- **O exercício**: Continue o trecho sobre o direito à moradia a partir da última frase apresentada.

- **Trecho**:
⁂

Como pauta central estava a antiga e ampla luta por moradia. O direito de ter onde ficar, parir, cuidar, crescer, morrer e continuar como terra, como terreno, como casa que foi construída pela avó, pelo avô, pelos pais e que um dia será a casa das filhas, das netas, a casa onde o futuro é bem acolhido.

Se a realidade das classes médias altas permitem que, hoje, elas pensem em moradia fixa como desperdício de dinheiro, investimento ultrapassado ou algo que prende e atrapalha sua liberdade de deslocamento, é porque em certo momento da história de sua parentada alguém valorizou o imóvel. O ponto de partida precisa, de fato, existir.

Há quem ainda esteja longe de adquirir um bem tão essencial e, por isso, o desespero é mais do que compreensível. Entre a camada pobre da sociedade, fruto de gerações desabrigadas, o planejamento primeiro está ligado à sobrevivência. Uma vez vivos, por mais um dia, é possível buscar por outros elementos fundamentais como a moradia. O que ainda é tratado por "sonho da casa própria", na verdade, é questão de vida ou morte para quem se vê obrigado a ocupar áreas com risco de desabamento, sem saneamento básico, sem assistência mínima. Não há com o que sonhar se acordado o que se vive é o pesadelo da realidade.

A administradora, escritora e podcaster Nath Finanças, em seu Twitter, tocou recentemente em uma questão elementar para quem vive ou viveu a realidade pobre deste país. Independência financeira muitas vezes se traduz na compra da casa própria para a mãe.

⁂

- **Itens fornecidos**:

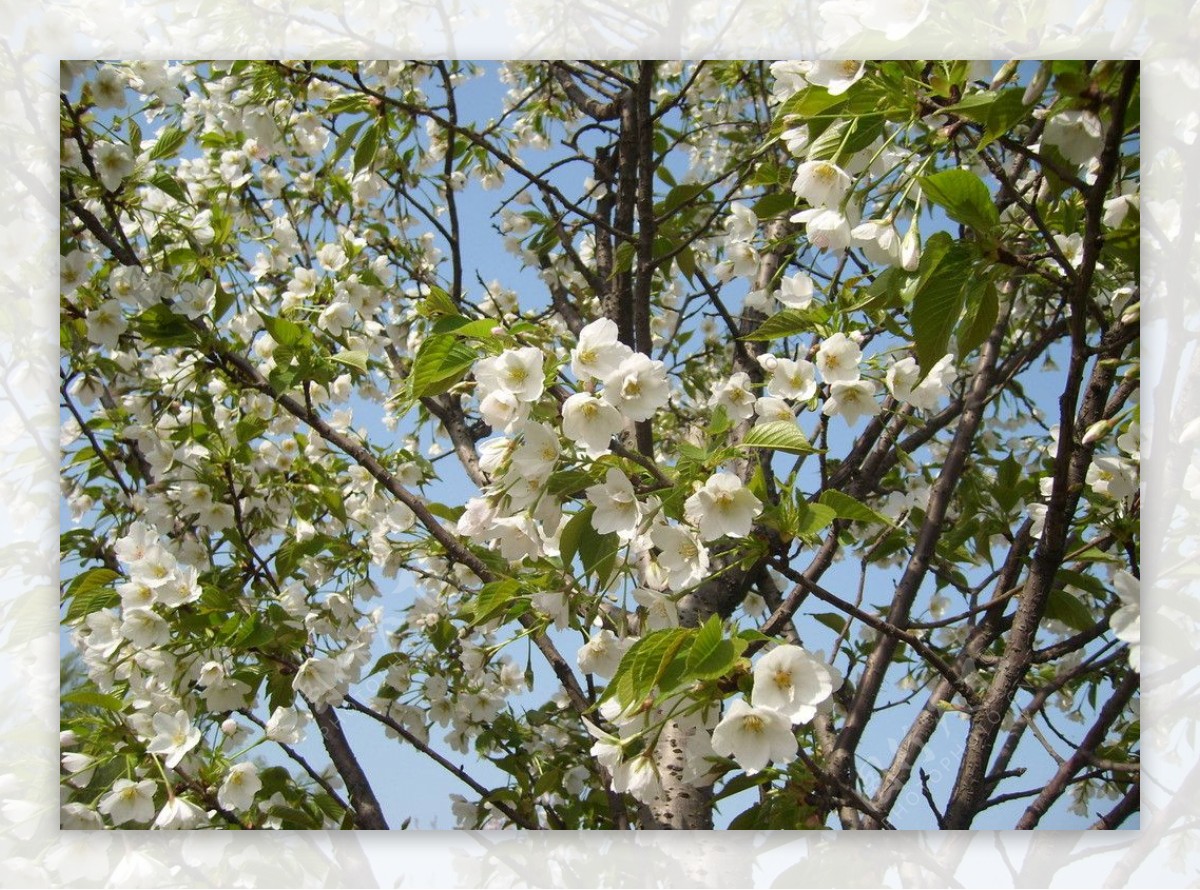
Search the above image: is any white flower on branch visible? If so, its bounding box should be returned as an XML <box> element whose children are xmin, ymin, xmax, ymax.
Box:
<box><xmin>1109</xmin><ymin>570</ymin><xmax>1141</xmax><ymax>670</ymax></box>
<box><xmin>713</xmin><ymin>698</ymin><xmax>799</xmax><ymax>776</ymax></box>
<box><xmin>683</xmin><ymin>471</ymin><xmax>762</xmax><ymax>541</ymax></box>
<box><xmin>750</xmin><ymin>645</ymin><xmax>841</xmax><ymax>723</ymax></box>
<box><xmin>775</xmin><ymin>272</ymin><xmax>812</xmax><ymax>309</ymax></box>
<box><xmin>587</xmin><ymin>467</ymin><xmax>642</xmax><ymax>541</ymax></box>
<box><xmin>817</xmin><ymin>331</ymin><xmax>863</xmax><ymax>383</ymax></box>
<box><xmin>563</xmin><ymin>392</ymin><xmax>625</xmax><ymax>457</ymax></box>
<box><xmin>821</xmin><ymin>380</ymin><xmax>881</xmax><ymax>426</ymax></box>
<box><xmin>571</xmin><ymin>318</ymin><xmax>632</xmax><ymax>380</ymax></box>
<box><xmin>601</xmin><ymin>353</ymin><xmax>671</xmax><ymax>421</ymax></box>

⁂

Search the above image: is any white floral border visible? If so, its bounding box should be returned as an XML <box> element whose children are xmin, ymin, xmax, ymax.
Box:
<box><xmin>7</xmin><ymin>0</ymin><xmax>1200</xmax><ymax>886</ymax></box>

⁂

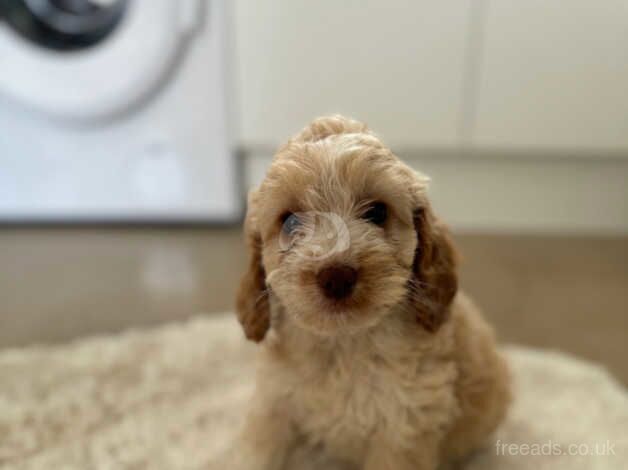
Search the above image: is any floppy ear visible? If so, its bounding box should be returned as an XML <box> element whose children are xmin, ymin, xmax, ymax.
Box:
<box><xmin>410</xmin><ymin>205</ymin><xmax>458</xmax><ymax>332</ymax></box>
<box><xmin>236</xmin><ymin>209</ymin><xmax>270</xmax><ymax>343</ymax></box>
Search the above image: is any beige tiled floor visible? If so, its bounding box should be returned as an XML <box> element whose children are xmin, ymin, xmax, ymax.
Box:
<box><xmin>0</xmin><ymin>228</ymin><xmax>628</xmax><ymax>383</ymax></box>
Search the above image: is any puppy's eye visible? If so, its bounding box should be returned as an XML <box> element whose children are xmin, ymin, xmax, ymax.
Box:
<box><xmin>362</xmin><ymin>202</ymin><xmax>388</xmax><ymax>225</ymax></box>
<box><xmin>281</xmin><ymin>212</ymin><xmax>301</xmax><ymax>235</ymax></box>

⁂

- **Resultado abaixo**:
Uma independência dos dependentes, afinal, são os filhos e filhas que, graças ao sustento sofrido dos pais, conseguiram estudar e garantir um emprego com salário literalmente mínimo que lhes proporcionasse algum respiro. É uma emancipação coletiva, é a mãe se tornando mais uma vez casa, para si e para as crias de suas crias. Uma casa para o futuro.

Não há como ignorar os atos ocorridos neste mês em prol da moradia para a camada pobre da população. Não há como ser indiferente a anos de luta por terra, por habitação, por dignidade, pelo direito de se construir. Se há, então falta humanidade.

Dos barracos à Cohab, das ocupações aos assentamentos, o que se vê é o sentimento concreto –e não apenas sonho— de quem tem nome, sobrenome e batalha por um endereço. O lugar para chamar de seu e dos seus.